Excerpt provided
• • •
Has anyone used red plastic mulch on your tomatoes and if so do you think it was worth it?
I have and it does work. It warms the soil and acts as a mulch in retaining moisture and preventing erosion as well as reflecting light up towards the plants. When the plants get so big that no direct light hits the red plastic, I switch it out and put down a thick layer of cotton burr compost as a mulch.
I would recommend putting extra holes in it as the perforated red squares are not very permeable. Even though I use drip irrigation under the plastic I don't like pools of water stagnating on mulch.
Here is a link that might be useful: Red Mulch Facts
There have been several discussions about in the past here but I don't know if they are still available or not. As I recall it generally gets mixed reviews at best. Much of its advertising claims just don't seem to pan out in actual practice. So it boils down to one of expense vs. plain organic mulches.
Personally I tried it 3 years in a row and found no noticeable improvements with it due to its color and some real problems with it just because it is plastic.
• • •
Set exercise 1
Can you present the part of the records that opens with the line containing "Guideline: for every instance of the dirt" and runs through the end of the records as a numbered list, leaving out any blank lines?

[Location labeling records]
• • •
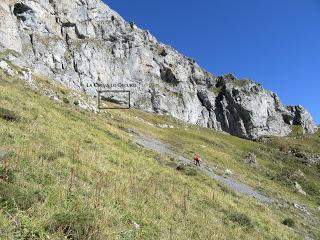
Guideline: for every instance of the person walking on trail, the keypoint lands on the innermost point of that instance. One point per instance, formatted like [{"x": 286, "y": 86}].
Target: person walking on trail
[{"x": 197, "y": 160}]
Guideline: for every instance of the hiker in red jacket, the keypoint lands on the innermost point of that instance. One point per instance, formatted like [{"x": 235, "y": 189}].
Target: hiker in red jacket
[{"x": 197, "y": 160}]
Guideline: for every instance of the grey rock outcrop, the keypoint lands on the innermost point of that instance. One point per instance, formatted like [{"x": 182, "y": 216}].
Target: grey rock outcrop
[{"x": 80, "y": 43}]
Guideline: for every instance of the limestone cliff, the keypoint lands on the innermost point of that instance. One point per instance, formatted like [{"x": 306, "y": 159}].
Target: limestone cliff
[{"x": 82, "y": 42}]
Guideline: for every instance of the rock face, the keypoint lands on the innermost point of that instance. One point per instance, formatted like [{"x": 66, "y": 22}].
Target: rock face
[{"x": 83, "y": 42}]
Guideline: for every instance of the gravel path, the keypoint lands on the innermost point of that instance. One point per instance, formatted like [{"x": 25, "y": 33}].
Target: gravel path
[{"x": 242, "y": 188}]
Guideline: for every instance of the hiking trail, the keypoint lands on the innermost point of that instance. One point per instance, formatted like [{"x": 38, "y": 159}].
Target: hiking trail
[{"x": 160, "y": 147}]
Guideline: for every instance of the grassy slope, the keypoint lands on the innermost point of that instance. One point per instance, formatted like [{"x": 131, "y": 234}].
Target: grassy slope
[{"x": 71, "y": 172}]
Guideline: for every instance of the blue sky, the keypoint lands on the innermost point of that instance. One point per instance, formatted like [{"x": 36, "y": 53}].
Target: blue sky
[{"x": 274, "y": 42}]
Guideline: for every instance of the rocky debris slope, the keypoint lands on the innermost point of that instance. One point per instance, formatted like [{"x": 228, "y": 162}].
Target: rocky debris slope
[{"x": 83, "y": 43}]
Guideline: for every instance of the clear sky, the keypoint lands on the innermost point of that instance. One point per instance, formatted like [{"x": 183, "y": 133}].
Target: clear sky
[{"x": 274, "y": 42}]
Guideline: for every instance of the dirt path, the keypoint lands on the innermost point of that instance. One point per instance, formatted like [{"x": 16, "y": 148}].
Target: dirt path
[{"x": 242, "y": 188}]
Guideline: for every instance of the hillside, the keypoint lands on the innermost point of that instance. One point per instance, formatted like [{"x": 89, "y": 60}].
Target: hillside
[
  {"x": 84, "y": 44},
  {"x": 68, "y": 172}
]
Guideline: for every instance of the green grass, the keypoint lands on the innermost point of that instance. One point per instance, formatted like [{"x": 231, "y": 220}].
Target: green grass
[{"x": 79, "y": 175}]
• • •
Set exercise 2
Could you take the discussion of red plastic mulch on tomatoes further, starting after its last sentence?

Exercise answer 1
1. Guideline: for every instance of the dirt path, the keypoint lands on the innermost point of that instance. One point per instance, formatted like [{"x": 16, "y": 148}].
2. Target: dirt path
3. [{"x": 242, "y": 188}]
4. Guideline: for every instance of the hillside, the keypoint lands on the innermost point of that instance. One point per instance, formatted like [{"x": 89, "y": 60}].
5. Target: hillside
6. [
7.   {"x": 84, "y": 44},
8.   {"x": 68, "y": 172}
9. ]
10. Guideline: for every instance of the green grass, the keypoint lands on the innermost point of that instance. One point per instance, formatted like [{"x": 231, "y": 220}].
11. Target: green grass
12. [{"x": 79, "y": 175}]

Exercise answer 2
Mulch the plants? Definitely. But the red plastic stuff? The problems with plastic mulches aside, I decided it simply wasn't worth it.
I used it a few years ago...and found it annoying...puddles on the plastic and I just kept poking holes so the rain would get to the roots..I really found it messy..my favorite mulch is straw..even though it attracts slugs..or grass clippings..
I tried red mulch once. Did not do anything for me. What shocked me was that weeds grew like crazy underneath. I have much better results with plain old grass clippings.
I believe PSU researchers indicated that you might expect a benefit from red plastic in one out of five years. Go ahead and use it if you only need a small plot to mulch. I lay over a mile of plastic yearly and since the red stuff is over twice the price of black it hardly is economical. I do keep a roll in my market truck as it makes a suitable table covering, a nice contrast beneath green vegetables.
If it was free I would not use it! Stick with Straw/Grass Clippings and amend your soil with worm castings and Kelp.
I read about the red plastic in one of my gardening books. I thought it was a neat experiment to try out this year which is why all my container tomatoes are red. Let's see how they do this year, and I will report back.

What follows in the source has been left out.